▸ **What the exercise asks**
Repeat the whole listing exactly, leaving nothing out.

▸ **The data**
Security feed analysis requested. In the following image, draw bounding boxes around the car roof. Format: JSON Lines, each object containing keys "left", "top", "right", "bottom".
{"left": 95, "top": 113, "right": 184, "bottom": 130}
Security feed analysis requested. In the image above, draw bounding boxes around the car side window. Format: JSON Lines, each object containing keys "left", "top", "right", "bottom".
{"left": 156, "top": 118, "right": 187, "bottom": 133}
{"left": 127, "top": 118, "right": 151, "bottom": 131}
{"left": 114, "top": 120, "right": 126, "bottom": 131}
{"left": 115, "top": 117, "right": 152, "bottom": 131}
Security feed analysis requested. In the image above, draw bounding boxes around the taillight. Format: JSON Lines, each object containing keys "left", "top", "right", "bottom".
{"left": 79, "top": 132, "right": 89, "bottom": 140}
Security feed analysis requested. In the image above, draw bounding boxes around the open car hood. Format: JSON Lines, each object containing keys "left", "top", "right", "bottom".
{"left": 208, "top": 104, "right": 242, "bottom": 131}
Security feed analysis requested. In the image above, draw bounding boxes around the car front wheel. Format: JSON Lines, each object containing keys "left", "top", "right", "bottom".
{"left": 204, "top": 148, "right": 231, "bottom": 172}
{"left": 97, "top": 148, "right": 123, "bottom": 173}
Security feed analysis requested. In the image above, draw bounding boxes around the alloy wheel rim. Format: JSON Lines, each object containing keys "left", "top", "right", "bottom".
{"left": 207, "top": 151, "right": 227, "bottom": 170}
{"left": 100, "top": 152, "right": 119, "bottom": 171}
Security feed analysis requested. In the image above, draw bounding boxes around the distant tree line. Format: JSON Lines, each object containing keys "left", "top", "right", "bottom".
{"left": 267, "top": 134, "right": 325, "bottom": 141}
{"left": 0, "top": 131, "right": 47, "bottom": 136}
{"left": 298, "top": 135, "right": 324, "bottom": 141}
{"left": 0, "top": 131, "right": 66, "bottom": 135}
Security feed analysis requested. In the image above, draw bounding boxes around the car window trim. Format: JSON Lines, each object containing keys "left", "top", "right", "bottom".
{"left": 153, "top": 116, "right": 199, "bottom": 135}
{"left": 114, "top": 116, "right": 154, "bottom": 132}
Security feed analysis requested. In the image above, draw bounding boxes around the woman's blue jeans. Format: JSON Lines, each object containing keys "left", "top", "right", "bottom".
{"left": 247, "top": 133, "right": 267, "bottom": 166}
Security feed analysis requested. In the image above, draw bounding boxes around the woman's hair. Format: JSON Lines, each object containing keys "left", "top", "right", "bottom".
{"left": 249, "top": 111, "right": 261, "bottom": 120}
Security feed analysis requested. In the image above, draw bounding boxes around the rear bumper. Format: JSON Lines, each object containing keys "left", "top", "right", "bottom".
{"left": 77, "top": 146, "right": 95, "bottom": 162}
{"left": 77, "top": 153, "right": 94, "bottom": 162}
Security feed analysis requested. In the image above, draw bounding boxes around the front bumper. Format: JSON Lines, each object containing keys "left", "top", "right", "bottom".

▸ **Solution for this task**
Security feed analysis requested. In the following image, draw bounding boxes around the car roof. Format: JSON Lines, each object containing keys "left", "top", "right", "bottom".
{"left": 95, "top": 113, "right": 184, "bottom": 130}
Security feed analysis requested. In the image above, draw bounding boxes around the car side window. Format: JSON Lines, each object containing keys "left", "top", "right", "bottom".
{"left": 156, "top": 118, "right": 187, "bottom": 133}
{"left": 127, "top": 118, "right": 151, "bottom": 131}
{"left": 114, "top": 120, "right": 126, "bottom": 131}
{"left": 115, "top": 117, "right": 152, "bottom": 131}
Security feed analysis requested. In the image above, draw bounding boxes around the taillight. Format: JSON Lines, each object containing keys "left", "top", "right", "bottom".
{"left": 79, "top": 132, "right": 89, "bottom": 140}
Security feed analysis requested. In the image above, draw bounding boxes around the open car hood. Format: JSON Lines, each object containing keys "left", "top", "right", "bottom".
{"left": 208, "top": 104, "right": 242, "bottom": 131}
Security feed analysis requested. In the image above, draw bounding boxes around the car front wheel. Format: JSON Lines, each object containing keys "left", "top", "right", "bottom".
{"left": 204, "top": 148, "right": 231, "bottom": 172}
{"left": 97, "top": 148, "right": 123, "bottom": 173}
Security feed analysis requested. In the image above, draw bounding boxes around the alloy wheel rim. Format: JSON Lines, each object containing keys "left", "top", "right", "bottom".
{"left": 207, "top": 151, "right": 227, "bottom": 170}
{"left": 100, "top": 152, "right": 119, "bottom": 171}
Security feed analysis requested. In the image above, draw bounding boxes around the distant tree line. Format: JSON Lines, each object containing keys "left", "top", "right", "bottom".
{"left": 267, "top": 134, "right": 325, "bottom": 141}
{"left": 0, "top": 131, "right": 47, "bottom": 136}
{"left": 298, "top": 135, "right": 324, "bottom": 141}
{"left": 0, "top": 131, "right": 66, "bottom": 135}
Security feed analysis requested. In the image above, draw bounding boxes around the car window trim. Format: JSON Lines, each object containing keys "left", "top", "right", "bottom".
{"left": 153, "top": 116, "right": 199, "bottom": 135}
{"left": 114, "top": 116, "right": 154, "bottom": 132}
Security feed analysis requested. In the image above, draw bounding boxes around the woman's blue jeans. Format: JSON Lines, each object containing keys "left", "top", "right", "bottom".
{"left": 247, "top": 133, "right": 267, "bottom": 166}
Security feed analysis requested. In the image above, draw bounding boxes around the woman's hair. Format: JSON Lines, each object containing keys "left", "top", "right", "bottom".
{"left": 249, "top": 111, "right": 261, "bottom": 120}
Security feed analysis requested. In the image above, draw bounding boxes around the rear bumper. Format: JSON Lines, each object containing keys "left", "top", "right", "bottom".
{"left": 77, "top": 146, "right": 95, "bottom": 162}
{"left": 77, "top": 153, "right": 94, "bottom": 162}
Security feed analysis requested. In the image above, draw bounding boxes around the front bumper. Format: JSON Lines, each object containing keys "left", "top", "right", "bottom".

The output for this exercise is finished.